- **PASSAGE SHOWN**
** Start **
Architectural Design I


 Architectural design-I, Dr. D Y Patil School of architecture, Charoli Pune.

    4.0 THE ARCHITECTURAL DESIGN
 
   Architecture as mentioned earlier is an art and a science. Since it is a fusion of the two, it is neither of them. Architecture and planning, no matter what they include and where they are applied, are prescriptive in nature, and unlike art, have to relate traditions to technology. Architectural design is a synthesis of many faculties of contradictory nature, and hence does not rest on any solid foundation for its ultimate product- the design. Applied science and technology generally satisfy the primary needs of the society and such works are motivated purely by practical considerations. The methods employed in these works are analytical and logical, based upon the scientific and mathematical rules, where a logical premise leads to a logical conclusion. In contrast the products of art are essentially intended to satisfy secondary needs. The artistic problems are flexible and subjective in nature and are solved in an emotional way. The solutions are aesthetic in nature, and can be experienced but they can neither always be analysed nor its conclusions demonstrated by commonly accepted mathematical formulae. The product of craftsman is intended to satisfy both the primary and secondary needs and is repetitive in nature. The solutions being partly utilitarian and partly aesthetic can be partly analysed. The ultimate conclusion of architecture is the architectural design.

4.1. The Process
    Designing is a process where by an object, which is later to be physically constructed, is first conceived as an idea or concept. The concept is the initial perception of design or interpretation of various elements into a whole, involving intention or purpose rather than the operational functions. The idea may be conceived on three levels, viz. philosophical, mental and physical or representational. The process involves identification of the functional purpose of the object, analysis of its aesthetic and utilitarian aspects, and visualising alternative solutions. Synthesis of data into a design is not mechanical but an intellectual process.
    The process of design, even in the modern architectural schools, is based on a trial and error method or proposing, testing & improving. There is no definite method or methodology prescribed in any of the textbooks. Some times the techniques in architecture are referred to as methods (by which structures are formed from particular materials). Since the end-product is distinctly visible, its success or failure often shadows the method followed. Most of the theoreticians1 call the design process a five-step process, as follows:
1) Problem formation (identification, inception, definition, recognition)
2) Data analysis, programming, abstraction
3) Design synthesis (development of form, volumetric design, layout, schematic design, detailed design, and generation of alternatives)
4) Test solutions, evaluation and selection (modification and selection of alternatives).
5) Implementation and post occupancy evaluation

4.2. The Constituents of Architectural Design
    The buildings (architectural product) do not exist in isolation. They exist in spatial, social, behavioural and technological context. The information or data that is analysed and synthesised in an architectural design is categorised differently by each architect. The handbooks on planning standards (building type) generally include this information. Most comprehensives of these could be summarised from the work of Snyder2, as follows:
1) Anatomical (Perceptual context)
2) Geological (Customisation of space to land, Spatial context)
3) Socio-cultural (Behavioural context, Personality or Image)
4) Technological (Materials, methods and, economic context)
** End **
- **DIRECTION A**
Reproduce the portion of the architectural design text starting with "4.2. The Constituents" and going on through "Personality or Image)".
- **DIRECTION B**
Condense the architectural design text into two sentences.

- **DATA EXCERPTS**
** Start **
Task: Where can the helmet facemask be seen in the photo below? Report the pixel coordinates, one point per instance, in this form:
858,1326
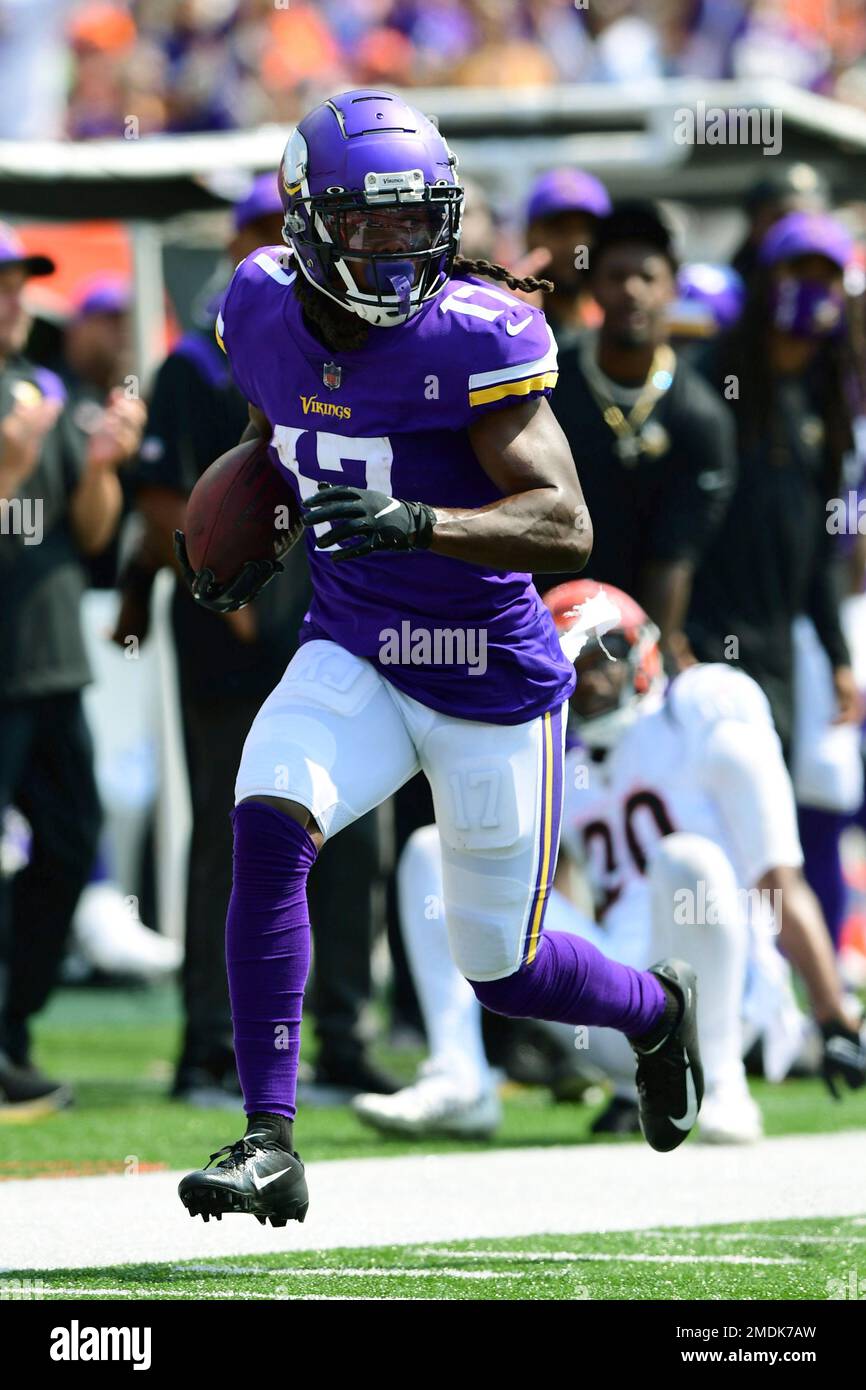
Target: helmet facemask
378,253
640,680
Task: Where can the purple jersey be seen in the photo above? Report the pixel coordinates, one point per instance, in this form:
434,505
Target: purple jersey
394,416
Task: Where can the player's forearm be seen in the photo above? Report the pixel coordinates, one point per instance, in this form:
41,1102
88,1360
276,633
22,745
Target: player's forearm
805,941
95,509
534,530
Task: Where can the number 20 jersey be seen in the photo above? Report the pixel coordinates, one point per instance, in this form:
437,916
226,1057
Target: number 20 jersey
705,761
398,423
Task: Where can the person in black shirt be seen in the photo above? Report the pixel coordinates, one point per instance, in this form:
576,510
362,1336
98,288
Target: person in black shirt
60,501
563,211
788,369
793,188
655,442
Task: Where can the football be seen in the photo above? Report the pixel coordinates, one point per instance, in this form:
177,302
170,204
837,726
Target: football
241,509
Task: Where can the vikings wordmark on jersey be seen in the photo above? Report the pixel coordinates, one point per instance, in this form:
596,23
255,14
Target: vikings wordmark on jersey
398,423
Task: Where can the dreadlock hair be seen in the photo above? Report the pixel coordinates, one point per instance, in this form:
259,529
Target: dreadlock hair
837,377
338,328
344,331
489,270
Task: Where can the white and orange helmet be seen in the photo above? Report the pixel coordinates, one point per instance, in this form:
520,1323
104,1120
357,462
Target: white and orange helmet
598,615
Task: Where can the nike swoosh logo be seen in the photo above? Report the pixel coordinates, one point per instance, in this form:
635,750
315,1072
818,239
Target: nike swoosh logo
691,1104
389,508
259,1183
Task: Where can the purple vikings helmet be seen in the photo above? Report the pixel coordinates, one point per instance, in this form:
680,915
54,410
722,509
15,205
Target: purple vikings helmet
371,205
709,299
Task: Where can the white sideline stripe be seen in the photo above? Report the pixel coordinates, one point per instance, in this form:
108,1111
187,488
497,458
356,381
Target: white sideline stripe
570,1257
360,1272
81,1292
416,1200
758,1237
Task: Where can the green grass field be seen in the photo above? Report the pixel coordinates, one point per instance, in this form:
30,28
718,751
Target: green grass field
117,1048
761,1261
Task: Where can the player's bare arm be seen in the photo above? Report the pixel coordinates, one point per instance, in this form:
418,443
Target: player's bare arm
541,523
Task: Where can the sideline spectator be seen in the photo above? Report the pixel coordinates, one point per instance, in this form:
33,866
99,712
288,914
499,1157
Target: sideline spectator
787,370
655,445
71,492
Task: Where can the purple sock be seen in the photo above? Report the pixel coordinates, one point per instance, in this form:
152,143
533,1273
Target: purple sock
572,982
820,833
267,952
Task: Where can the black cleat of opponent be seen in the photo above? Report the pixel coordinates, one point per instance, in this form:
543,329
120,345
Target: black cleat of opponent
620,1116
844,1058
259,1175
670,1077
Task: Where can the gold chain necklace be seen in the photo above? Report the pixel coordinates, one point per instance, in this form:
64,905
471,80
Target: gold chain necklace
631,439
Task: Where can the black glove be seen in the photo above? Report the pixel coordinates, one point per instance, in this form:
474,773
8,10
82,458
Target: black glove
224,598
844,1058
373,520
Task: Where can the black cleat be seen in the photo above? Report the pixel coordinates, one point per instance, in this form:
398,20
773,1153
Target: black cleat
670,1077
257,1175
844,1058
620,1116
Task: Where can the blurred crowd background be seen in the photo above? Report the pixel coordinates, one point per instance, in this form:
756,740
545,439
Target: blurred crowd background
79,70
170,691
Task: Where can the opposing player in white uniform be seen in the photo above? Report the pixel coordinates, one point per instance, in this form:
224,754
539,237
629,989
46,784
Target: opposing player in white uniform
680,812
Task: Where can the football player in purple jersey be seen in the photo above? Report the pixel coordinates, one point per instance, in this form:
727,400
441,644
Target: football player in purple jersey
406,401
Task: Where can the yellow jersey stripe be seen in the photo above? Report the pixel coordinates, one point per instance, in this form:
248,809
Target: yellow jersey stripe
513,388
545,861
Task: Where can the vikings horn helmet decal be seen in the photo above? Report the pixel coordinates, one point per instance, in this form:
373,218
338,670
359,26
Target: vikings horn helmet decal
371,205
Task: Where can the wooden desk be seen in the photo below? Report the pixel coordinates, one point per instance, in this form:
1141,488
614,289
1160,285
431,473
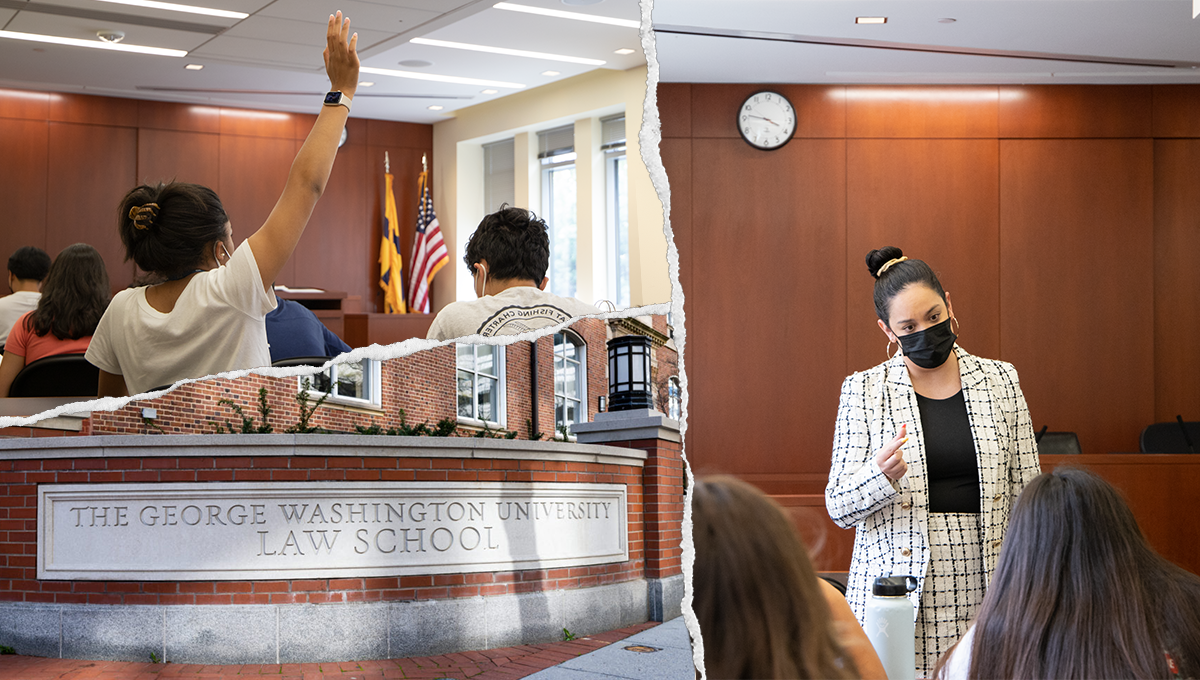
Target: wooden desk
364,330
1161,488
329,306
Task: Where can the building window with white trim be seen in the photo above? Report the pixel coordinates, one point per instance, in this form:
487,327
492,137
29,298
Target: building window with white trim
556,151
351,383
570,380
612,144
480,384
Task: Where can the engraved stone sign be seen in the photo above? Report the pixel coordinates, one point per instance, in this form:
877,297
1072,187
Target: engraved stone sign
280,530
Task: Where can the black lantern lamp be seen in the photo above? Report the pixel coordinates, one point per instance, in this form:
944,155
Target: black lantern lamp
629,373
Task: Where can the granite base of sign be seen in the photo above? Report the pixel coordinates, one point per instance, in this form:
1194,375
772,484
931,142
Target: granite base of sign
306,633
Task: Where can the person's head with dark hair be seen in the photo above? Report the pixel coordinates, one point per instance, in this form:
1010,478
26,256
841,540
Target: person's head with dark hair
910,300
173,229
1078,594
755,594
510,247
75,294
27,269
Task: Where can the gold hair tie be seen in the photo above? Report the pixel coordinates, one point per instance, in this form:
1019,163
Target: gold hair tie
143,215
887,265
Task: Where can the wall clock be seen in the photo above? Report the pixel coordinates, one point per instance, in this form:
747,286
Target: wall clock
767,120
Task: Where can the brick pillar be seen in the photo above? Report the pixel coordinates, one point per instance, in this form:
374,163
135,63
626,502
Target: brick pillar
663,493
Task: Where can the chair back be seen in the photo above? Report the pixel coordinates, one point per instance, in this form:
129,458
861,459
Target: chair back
** End **
- **EXERCISE OUTPUT A**
4.2. The Constituents of Architectural Design
    The buildings (architectural product) do not exist in isolation. They exist in spatial, social, behavioural and technological context. The information or data that is analysed and synthesised in an architectural design is categorised differently by each architect. The handbooks on planning standards (building type) generally include this information. Most comprehensives of these could be summarised from the work of Snyder2, as follows:
1) Anatomical (Perceptual context)
2) Geological (Customisation of space to land, Spatial context)
3) Socio-cultural (Behavioural context, Personality or Image)

- **EXERCISE OUTPUT B**
Architecture is described as a fusion of art and science whose ultimate conclusion is the architectural design, a synthesis of many faculties of contradictory nature. Its design process rests on trial and error and is called by most theoreticians a five-step process running from problem formation to implementation and post occupancy evaluation, while the data it analyses and synthesises can be summarised, following Snyder, as anatomical, geological, socio-cultural and technological.